--- start ---

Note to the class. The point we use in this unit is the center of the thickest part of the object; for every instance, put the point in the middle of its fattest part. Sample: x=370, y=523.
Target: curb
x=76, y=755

--- end ---
--- start ---

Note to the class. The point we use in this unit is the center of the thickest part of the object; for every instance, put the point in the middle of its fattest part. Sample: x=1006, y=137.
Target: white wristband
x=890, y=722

--- end ---
--- start ---

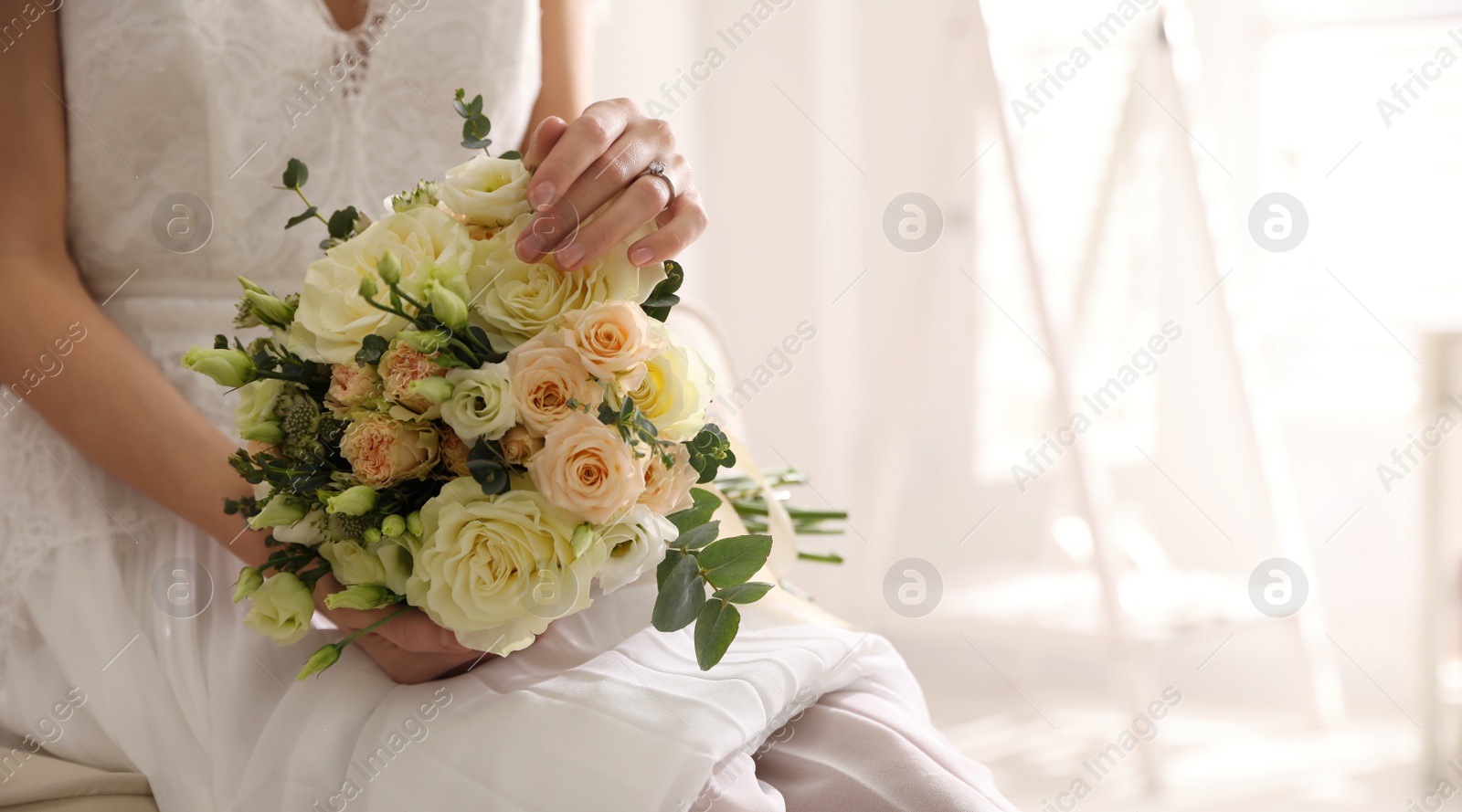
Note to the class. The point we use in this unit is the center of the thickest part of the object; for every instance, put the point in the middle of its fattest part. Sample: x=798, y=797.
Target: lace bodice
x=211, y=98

--- end ---

Transcribe word for word the lines of the data above, starting with the line that contains "Sample: x=1006, y=137." and going on through the line that contains "x=890, y=722", with both of those lines included.

[Reply]
Note to the class. The point we use in this unit is the center of the thickest part of the object; for every instance, put the point in the middle of its fattest part. Sample: x=1006, y=137.
Target: white wristband
x=890, y=722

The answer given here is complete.